### Text section
William Glenn Abbott (born February 16, 1951) is a former Major League Baseball (MLB) pitcher. During an 11-year baseball career, he pitched for the Oakland Athletics (1973–76), Seattle Mariners (1977–81; 1983), and Detroit Tigers (1983–84). Abbott, along with Vida Blue, Paul Lindblad and Rollie Fingers combined for the first four-pitcher combined no-hitter in MLB history.

Professional career[edit]

Oakland Athletics[edit]

Abbott was drafted by the Oakland Athletics in the eighth round of the 1969 MLB Draft.

On September 28, 1975, Abbott pitched one inning of a no-hitter over the California Angels on the last day of the regular season, relieving Vida Blue, who threw the first five innings. Abbott retired Ike Hampton, Jerry Remy and Dave Chalk in order in the sixth inning before being replaced by Paul Lindblad and later Rollie Fingers. This was the first four-pitcher combined no-hitter in MLB history.[citation needed] He pitched four seasons with the Athletics going 13−16 with a 4.08 ERA in 73 games, 45 for starts.

Seattle Mariners[edit]

In November 1976, Abbott was drafted by the Seattle Mariners in the 1976 MLB expansion draft. He played for the Mariners longer than any other player from their original 1977 opening day roster. Abbott led all Mariners pitchers in wins in 1977 and 1980, winning 12 games in each of those seasons. Abbott said this about being chosen by the Mariners:

Abbott finished his career with the Mariners going 44−62 with a 4.54 ERA in 155 games, 146 for starts.

### Entries provided

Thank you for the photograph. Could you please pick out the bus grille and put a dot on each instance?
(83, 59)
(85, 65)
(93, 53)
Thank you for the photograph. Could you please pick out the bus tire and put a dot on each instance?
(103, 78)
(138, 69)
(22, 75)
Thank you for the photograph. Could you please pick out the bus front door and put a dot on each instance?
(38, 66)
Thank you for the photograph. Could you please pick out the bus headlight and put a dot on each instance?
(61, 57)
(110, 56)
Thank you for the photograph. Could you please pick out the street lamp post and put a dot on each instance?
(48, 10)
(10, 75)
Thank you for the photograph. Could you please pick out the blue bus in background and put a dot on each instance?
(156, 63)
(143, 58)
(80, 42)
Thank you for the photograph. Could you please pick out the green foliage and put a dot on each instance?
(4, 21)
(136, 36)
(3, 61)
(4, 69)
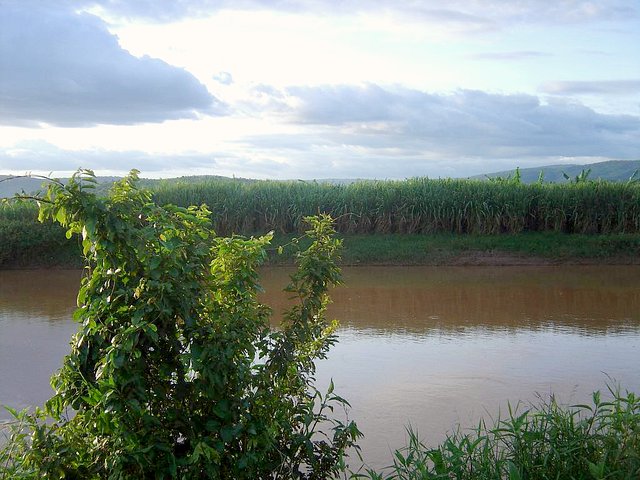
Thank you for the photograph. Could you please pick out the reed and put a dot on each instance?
(417, 205)
(547, 441)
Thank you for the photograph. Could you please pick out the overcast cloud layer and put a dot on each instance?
(525, 83)
(65, 68)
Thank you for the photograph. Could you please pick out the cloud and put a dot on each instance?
(463, 123)
(509, 56)
(45, 157)
(602, 87)
(64, 68)
(470, 13)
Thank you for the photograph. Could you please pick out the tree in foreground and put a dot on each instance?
(175, 371)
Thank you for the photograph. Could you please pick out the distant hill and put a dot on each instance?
(613, 170)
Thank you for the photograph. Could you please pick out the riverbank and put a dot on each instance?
(535, 248)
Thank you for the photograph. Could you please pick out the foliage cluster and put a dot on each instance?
(416, 205)
(598, 441)
(175, 371)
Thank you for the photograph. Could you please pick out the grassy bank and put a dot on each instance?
(27, 243)
(547, 441)
(414, 206)
(415, 221)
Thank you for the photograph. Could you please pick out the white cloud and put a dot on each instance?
(63, 68)
(464, 123)
(606, 87)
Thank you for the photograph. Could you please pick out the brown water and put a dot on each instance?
(430, 346)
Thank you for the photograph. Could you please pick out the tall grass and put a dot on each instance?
(416, 205)
(597, 441)
(23, 239)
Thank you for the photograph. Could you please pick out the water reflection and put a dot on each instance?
(417, 300)
(433, 346)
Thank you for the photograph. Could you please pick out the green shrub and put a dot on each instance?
(545, 442)
(175, 371)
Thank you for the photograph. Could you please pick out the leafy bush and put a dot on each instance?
(548, 441)
(175, 371)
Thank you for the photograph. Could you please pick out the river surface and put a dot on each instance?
(434, 347)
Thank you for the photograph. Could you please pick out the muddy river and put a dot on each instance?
(433, 347)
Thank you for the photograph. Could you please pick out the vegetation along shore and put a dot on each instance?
(416, 221)
(162, 372)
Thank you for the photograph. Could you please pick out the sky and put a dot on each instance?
(306, 89)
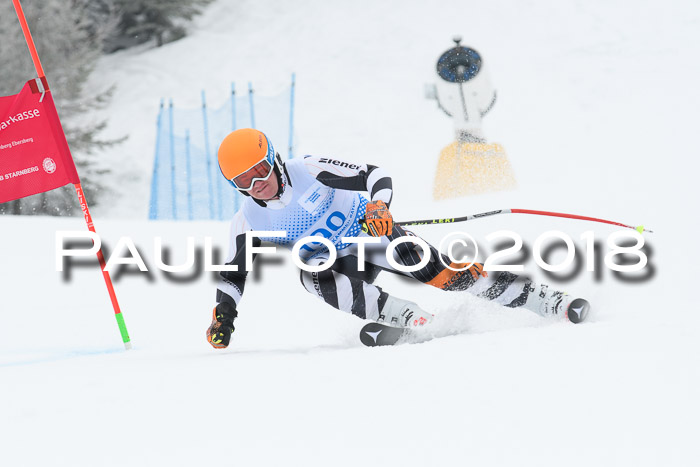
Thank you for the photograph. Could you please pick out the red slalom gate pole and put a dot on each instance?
(78, 188)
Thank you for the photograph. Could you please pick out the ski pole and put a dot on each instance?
(452, 220)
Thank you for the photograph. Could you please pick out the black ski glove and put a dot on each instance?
(219, 333)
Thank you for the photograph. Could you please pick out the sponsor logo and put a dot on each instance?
(317, 285)
(26, 115)
(49, 165)
(347, 165)
(453, 279)
(484, 214)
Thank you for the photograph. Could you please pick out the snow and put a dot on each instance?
(597, 111)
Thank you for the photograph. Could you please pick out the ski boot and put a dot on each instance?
(219, 333)
(547, 302)
(402, 313)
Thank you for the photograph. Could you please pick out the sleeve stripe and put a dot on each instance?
(381, 184)
(374, 174)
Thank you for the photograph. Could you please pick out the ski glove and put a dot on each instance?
(219, 333)
(378, 220)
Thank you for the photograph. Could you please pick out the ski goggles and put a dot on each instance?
(260, 171)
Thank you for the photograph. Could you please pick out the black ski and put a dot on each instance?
(375, 334)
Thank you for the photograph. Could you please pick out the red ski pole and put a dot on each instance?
(78, 189)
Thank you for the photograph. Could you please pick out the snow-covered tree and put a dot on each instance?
(69, 35)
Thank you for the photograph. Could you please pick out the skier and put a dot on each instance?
(322, 196)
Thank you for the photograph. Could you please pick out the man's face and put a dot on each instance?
(265, 189)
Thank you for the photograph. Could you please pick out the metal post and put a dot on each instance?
(291, 117)
(172, 162)
(153, 207)
(189, 174)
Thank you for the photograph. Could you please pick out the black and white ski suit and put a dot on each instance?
(322, 197)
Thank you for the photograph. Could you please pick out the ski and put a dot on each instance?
(376, 334)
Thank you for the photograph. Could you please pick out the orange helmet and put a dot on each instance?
(245, 156)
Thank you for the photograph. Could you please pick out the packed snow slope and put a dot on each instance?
(597, 111)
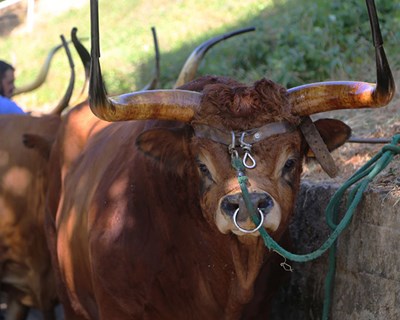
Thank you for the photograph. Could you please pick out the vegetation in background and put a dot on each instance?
(296, 42)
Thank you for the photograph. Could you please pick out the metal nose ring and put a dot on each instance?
(245, 230)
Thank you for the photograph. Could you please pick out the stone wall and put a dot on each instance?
(367, 284)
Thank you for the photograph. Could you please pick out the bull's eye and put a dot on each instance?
(289, 165)
(204, 170)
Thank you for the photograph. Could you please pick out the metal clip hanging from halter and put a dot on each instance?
(248, 161)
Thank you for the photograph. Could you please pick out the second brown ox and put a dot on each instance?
(152, 224)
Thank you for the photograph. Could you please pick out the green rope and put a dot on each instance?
(366, 172)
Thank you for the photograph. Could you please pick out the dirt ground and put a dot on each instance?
(365, 123)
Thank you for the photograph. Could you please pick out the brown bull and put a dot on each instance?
(25, 266)
(151, 222)
(79, 125)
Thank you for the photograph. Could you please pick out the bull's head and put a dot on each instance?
(258, 124)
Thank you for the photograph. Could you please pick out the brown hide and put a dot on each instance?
(132, 239)
(25, 268)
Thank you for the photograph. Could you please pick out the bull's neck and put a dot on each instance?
(247, 257)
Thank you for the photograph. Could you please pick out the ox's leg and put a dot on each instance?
(16, 311)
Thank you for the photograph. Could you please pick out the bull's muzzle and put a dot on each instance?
(234, 207)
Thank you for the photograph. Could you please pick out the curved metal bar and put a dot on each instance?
(326, 96)
(234, 218)
(84, 55)
(192, 63)
(176, 105)
(68, 94)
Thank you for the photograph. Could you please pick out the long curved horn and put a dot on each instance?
(42, 74)
(192, 63)
(67, 96)
(176, 105)
(326, 96)
(153, 83)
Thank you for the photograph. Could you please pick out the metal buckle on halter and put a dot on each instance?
(248, 161)
(247, 155)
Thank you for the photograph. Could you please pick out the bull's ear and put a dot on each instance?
(169, 147)
(334, 133)
(39, 143)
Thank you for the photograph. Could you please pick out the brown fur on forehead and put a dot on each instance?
(237, 106)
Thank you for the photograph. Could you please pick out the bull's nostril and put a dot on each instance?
(229, 207)
(266, 204)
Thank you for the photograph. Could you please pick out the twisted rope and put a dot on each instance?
(365, 175)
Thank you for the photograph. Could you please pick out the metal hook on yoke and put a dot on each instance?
(245, 230)
(247, 155)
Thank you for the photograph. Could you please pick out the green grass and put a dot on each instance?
(296, 42)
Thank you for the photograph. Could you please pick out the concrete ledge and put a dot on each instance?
(367, 284)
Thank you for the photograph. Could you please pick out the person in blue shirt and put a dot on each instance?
(7, 88)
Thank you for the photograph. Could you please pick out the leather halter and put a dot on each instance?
(248, 136)
(251, 136)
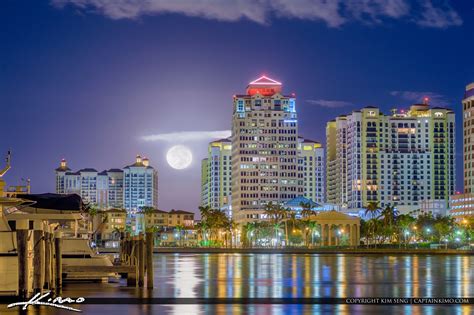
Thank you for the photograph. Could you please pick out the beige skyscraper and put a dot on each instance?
(216, 175)
(264, 149)
(399, 159)
(468, 138)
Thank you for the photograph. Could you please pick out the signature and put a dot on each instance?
(56, 302)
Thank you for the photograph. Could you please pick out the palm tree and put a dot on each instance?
(147, 210)
(249, 230)
(404, 222)
(202, 229)
(179, 229)
(307, 209)
(372, 208)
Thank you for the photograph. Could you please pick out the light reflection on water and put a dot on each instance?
(287, 275)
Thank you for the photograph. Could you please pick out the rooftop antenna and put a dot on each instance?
(8, 166)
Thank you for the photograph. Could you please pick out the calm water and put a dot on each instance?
(288, 275)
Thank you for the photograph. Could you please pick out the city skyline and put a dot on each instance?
(98, 117)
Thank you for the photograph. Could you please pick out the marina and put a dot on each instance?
(180, 278)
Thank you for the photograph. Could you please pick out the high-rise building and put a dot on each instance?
(398, 159)
(468, 138)
(216, 175)
(312, 169)
(204, 182)
(141, 185)
(133, 187)
(336, 161)
(264, 149)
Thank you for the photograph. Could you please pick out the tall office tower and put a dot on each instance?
(468, 138)
(60, 177)
(104, 189)
(204, 182)
(312, 170)
(398, 159)
(218, 174)
(264, 149)
(115, 185)
(336, 161)
(140, 185)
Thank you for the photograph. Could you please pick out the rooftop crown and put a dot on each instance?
(264, 86)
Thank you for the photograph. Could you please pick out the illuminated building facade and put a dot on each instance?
(264, 149)
(132, 187)
(468, 137)
(104, 189)
(398, 159)
(336, 161)
(216, 175)
(140, 185)
(312, 169)
(462, 205)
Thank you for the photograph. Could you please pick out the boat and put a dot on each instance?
(9, 254)
(78, 252)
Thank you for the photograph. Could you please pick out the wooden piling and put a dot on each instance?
(59, 261)
(149, 260)
(22, 250)
(141, 261)
(132, 277)
(38, 258)
(47, 259)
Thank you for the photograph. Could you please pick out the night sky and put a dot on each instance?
(86, 80)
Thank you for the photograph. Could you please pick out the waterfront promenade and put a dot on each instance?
(354, 251)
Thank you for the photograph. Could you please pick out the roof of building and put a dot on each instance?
(334, 215)
(154, 211)
(137, 165)
(92, 170)
(180, 212)
(264, 80)
(296, 202)
(222, 140)
(113, 210)
(63, 169)
(70, 202)
(115, 170)
(309, 140)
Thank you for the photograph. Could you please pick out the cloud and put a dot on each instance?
(415, 96)
(182, 136)
(329, 103)
(438, 17)
(332, 12)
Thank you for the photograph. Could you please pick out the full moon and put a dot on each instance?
(179, 157)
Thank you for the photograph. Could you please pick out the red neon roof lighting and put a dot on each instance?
(264, 80)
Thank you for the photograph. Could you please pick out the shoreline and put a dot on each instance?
(351, 251)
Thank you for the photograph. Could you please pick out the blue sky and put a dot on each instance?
(86, 80)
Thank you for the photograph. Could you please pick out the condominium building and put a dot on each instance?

### Short task 1
Answer these questions from the Abbott passage:
(a) In which round of the 1969 MLB Draft did the Oakland Athletics draft Abbott?
(b) Which three batters did Abbott retire in order in the sixth inning on September 28, 1975?
(c) How many games did Abbott win in each of the 1977 and 1980 seasons?
### Short task 2
Reproduce everything in the Abbott passage from "In November 1976, Abbott" down to "146 for starts.".
### Short task 3
Sum up the Abbott passage in two sentences.
The items have no connection to the Abbott passage.

### Task result 1
(a) The eighth round.
(b) Ike Hampton, Jerry Remy and Dave Chalk.
(c) 12 games.

### Task result 2
In November 1976, Abbott was drafted by the Seattle Mariners in the 1976 MLB expansion draft. He played for the Mariners longer than any other player from their original 1977 opening day roster. Abbott led all Mariners pitchers in wins in 1977 and 1980, winning 12 games in each of those seasons. Abbott said this about being chosen by the Mariners:

Abbott finished his career with the Mariners going 44−62 with a 4.54 ERA in 155 games, 146 for starts.

### Task result 3
William Glenn Abbott is a former MLB pitcher who played for the Oakland Athletics, Seattle Mariners and Detroit Tigers during an 11-year career. With the Athletics, he pitched one inning of the first four-pitcher combined no-hitter in MLB history on September 28, 1975, and after the Mariners drafted him in the 1976 expansion draft, he led their pitchers in wins in 1977 and 1980.